**What is being asked**
Copy the lines that follow, keeping every character the same.

**Dataset extract**
□ □ □ □ □

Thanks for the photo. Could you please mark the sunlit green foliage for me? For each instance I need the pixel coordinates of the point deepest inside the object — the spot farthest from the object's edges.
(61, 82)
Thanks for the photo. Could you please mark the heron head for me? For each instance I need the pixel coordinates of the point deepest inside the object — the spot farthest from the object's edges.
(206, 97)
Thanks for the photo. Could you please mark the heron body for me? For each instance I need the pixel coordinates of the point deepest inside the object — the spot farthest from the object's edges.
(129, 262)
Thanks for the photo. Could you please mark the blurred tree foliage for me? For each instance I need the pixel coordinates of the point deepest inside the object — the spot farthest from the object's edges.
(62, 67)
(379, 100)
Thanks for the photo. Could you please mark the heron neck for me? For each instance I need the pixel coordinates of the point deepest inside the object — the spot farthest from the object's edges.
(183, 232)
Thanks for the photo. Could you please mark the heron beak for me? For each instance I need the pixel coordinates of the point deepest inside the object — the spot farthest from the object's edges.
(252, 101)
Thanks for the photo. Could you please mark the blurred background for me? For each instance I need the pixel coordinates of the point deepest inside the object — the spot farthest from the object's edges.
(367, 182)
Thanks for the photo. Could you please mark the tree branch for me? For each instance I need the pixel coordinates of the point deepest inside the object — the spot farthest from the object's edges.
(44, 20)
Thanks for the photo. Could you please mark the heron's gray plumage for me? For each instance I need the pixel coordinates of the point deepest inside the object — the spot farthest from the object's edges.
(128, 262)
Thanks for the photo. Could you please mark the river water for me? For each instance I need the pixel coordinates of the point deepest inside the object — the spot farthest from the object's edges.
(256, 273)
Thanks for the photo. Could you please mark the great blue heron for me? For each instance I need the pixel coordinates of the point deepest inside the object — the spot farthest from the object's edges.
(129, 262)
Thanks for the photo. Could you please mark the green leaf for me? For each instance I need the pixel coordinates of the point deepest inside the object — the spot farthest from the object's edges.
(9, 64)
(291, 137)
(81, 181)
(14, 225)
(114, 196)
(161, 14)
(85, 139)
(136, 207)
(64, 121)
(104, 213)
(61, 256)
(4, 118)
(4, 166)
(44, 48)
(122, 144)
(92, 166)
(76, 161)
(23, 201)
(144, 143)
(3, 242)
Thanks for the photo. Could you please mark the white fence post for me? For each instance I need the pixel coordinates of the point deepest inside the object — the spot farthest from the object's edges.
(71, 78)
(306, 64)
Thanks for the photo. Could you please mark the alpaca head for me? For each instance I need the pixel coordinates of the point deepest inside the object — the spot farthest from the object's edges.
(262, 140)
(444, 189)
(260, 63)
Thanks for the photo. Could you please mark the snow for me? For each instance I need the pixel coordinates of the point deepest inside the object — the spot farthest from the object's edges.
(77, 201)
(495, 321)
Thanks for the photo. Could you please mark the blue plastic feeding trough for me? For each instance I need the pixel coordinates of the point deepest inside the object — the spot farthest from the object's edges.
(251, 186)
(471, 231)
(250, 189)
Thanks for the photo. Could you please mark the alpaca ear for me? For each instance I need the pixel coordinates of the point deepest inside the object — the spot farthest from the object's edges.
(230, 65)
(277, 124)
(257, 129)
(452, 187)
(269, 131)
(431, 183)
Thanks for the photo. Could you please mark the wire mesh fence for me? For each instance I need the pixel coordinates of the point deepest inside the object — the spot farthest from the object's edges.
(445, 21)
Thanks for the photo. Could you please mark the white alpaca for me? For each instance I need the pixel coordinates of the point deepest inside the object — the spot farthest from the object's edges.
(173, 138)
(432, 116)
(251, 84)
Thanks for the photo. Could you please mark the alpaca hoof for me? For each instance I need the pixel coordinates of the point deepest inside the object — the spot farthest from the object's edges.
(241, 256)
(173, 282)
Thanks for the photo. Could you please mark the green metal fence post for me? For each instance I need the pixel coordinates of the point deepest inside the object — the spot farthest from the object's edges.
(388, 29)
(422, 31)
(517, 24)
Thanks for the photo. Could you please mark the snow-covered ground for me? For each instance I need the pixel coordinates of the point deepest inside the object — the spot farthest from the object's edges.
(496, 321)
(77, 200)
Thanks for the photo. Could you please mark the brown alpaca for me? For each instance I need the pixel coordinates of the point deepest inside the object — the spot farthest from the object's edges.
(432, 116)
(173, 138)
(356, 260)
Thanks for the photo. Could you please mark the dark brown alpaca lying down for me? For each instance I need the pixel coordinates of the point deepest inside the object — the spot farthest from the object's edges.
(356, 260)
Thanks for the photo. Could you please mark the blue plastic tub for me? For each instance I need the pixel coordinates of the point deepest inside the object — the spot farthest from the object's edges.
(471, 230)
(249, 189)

□ □ □ □ □

**Right answer**
Thanks for the photo. Could you please mark the sunlit green foliage for me? For each instance I need the pixel coordinates of the point deepest inside the object — the spot farthest from the object's edges.
(61, 82)
Thanks for the photo. Could you please mark the heron head for me? For each instance I need the pixel coordinates of the point deepest inside the object — the spot farthest from the object's edges.
(206, 97)
Thanks for the photo. Could you please mark the heron body for me? For each instance I need the pixel coordinates of the point deepest inside the object — the spot farthest from the object's edges.
(129, 262)
Thanks for the photo. Could you please mark the blurred tree foliage for me? For each instance I need the pixel coordinates of the point deepest inside the object — the spot farthest from the object's edges.
(62, 67)
(379, 100)
Thanks for the photo. Could you please mark the heron neck for me? For each instance I need the pixel coordinates of the point deepest inside the object — the spot farthest from the object's edges.
(183, 232)
Thanks for the photo. Could you please mark the heron beak for me? For each instance I need the pixel coordinates of the point deepest inside the object — the spot farthest from the object's edges.
(252, 101)
Thanks for the photo. Could you please mark the blurred background for me? For each instance I need the pixel coordinates of the point deepest inside the object — the spot farthest from the object's edges.
(367, 182)
Thanks for the photo. Could you please mark the tree branch for me? For each instance I need the pixel coordinates of the point deepest inside the object — the spot farthest from the object's edges.
(44, 20)
Thanks for the photo. Could you please mark the heron's gray plumage for me? For each instance I need the pixel coordinates of the point deepest inside the object — the spot farthest from the object's edges.
(128, 262)
Thanks for the photo. Could you please mark the river water for me? For each instance I need the pixel coordinates of the point deepest inside the object — the spot farthest from the object's edges.
(256, 273)
Thanks for the photo. Could you please mark the great blue heron for me? For each instance I need the pixel coordinates of the point deepest inside the object — the spot farthest from the object's edges.
(129, 262)
Thanks for the photo. Could you please mark the green leaf for me? For each instance I need the pixel coordinates of the point deepest inside the object — the spot farthest from the object's edges.
(9, 64)
(291, 137)
(81, 181)
(14, 225)
(114, 196)
(161, 14)
(85, 139)
(136, 207)
(64, 121)
(104, 213)
(61, 256)
(4, 118)
(4, 166)
(44, 48)
(122, 144)
(92, 166)
(76, 161)
(23, 201)
(144, 143)
(3, 242)
Thanks for the photo. Could you please mark the white fence post for me? For each instance I need the pixel coordinates of the point deepest inside the object — the spot farthest from the object's edges.
(71, 78)
(306, 64)
Thanks for the photo. Could you please mark the alpaca head for me? For each instance I need the pixel coordinates of the point deepest inside the object — the spot farthest from the object's edges.
(262, 140)
(444, 189)
(260, 63)
Thanks for the photo. Could you please mark the snow for me? For each instance I need the pixel coordinates of the point deepest inside the object — the spot farthest from the object's edges.
(77, 201)
(495, 321)
Thanks for the photo. Could you please mark the blue plastic feeding trough for me? For each instance I need the pixel coordinates of the point deepest inside the object — the spot farthest from the object's edges.
(251, 186)
(471, 231)
(250, 189)
Thanks for the photo. Could you please mark the alpaca ear for me? For each instance I need the pixel coordinates of the point deepest inside the object — the spot farthest from the object's edges.
(230, 65)
(277, 124)
(257, 129)
(452, 187)
(269, 131)
(431, 183)
Thanks for the photo. Could you please mark the wire mesh fence for me? For each instance I need the pixel coordinates of the point deepest inside the object — the spot farthest from the object's edges.
(445, 21)
Thanks for the photo. Could you please mark the white alpaca for me? For each instance I need the pixel coordinates of the point deepest inside the object — the spot farthest from the object's edges.
(173, 138)
(432, 116)
(251, 84)
Thanks for the photo. Could you please mark the alpaca hoof for me? For each instance I need the pixel coordinates of the point deepest inside the object — the spot farthest from the object's edges.
(241, 256)
(173, 282)
Thanks for the photo. Could you please mark the green metal fence post for me? For each instance I need the pixel coordinates of the point deepest inside the object — the spot farthest from the object's edges.
(388, 29)
(422, 31)
(517, 24)
Thanks for the photo. Could you please mark the snow-covered ground for me? For each instance I need the pixel coordinates of the point deepest inside the object — the spot farthest from the object's edges.
(496, 321)
(77, 200)
Thanks for the photo. Could you please mark the brown alpaca for me? For each instance I need the pixel coordinates of the point deepest inside the object — the spot farthest from the object's edges.
(432, 116)
(173, 138)
(356, 260)
Thanks for the photo. Could you please mark the dark brown alpaca lying down for me? For each instance I need the pixel coordinates of the point deepest inside the object — the spot farthest from the object's edges.
(356, 260)
Thanks for the photo. Could you please mark the blue plastic tub for me? For each instance I need the pixel coordinates of the point deepest inside the object — the spot farthest from the object's edges.
(471, 230)
(249, 189)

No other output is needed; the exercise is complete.